▶ _WORK TO BE COMPLETED_:
If a line includes the word "wall", it belongs in the count; state the total for the data below and add nothing.

[Stored entries]
⟨

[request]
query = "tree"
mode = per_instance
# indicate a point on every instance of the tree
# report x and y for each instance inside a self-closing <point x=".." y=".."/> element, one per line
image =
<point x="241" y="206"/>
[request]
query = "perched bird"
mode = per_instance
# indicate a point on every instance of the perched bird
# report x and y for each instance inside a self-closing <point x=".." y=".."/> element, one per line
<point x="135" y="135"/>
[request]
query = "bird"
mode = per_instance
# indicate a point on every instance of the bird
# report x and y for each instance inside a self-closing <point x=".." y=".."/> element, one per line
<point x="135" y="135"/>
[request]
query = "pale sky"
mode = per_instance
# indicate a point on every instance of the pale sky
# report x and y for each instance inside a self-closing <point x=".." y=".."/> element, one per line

⟩
⟨

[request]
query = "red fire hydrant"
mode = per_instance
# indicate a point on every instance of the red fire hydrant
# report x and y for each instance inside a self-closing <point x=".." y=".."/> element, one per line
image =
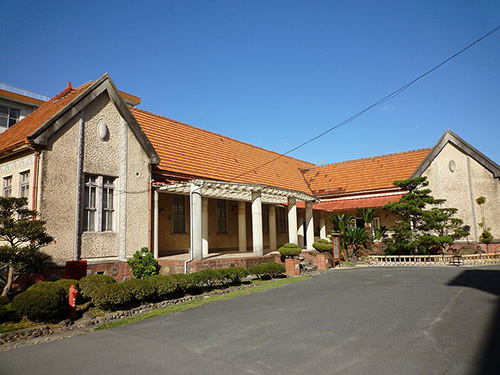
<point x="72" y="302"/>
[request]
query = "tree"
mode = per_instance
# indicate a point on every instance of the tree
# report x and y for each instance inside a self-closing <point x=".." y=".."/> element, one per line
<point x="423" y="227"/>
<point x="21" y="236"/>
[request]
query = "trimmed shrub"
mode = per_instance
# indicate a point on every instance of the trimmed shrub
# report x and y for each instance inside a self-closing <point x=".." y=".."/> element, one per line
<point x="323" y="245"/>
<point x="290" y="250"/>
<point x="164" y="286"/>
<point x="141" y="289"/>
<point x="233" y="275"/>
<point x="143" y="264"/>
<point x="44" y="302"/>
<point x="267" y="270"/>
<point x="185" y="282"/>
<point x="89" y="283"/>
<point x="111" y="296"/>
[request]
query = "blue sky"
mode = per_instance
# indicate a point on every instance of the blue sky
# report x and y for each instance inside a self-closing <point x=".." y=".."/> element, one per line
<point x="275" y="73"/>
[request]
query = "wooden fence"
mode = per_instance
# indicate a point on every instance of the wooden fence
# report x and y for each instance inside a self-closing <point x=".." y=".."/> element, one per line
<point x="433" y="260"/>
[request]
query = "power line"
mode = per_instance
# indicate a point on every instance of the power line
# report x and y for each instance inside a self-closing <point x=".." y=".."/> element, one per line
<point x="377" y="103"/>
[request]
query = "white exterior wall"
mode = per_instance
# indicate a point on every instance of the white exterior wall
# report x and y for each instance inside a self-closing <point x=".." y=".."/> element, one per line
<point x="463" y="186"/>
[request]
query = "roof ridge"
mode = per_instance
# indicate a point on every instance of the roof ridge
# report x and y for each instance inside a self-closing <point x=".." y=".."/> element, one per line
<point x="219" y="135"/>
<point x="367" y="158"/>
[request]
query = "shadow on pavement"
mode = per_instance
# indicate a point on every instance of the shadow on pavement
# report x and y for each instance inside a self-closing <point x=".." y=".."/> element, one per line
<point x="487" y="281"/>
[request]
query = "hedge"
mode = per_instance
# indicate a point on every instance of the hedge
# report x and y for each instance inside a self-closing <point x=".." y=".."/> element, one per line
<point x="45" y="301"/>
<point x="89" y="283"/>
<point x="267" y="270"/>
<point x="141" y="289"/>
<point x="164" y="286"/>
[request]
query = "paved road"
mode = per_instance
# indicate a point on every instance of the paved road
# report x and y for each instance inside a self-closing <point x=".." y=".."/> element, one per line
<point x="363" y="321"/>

⟩

▶ _ANSWER FOR THE TASK_:
2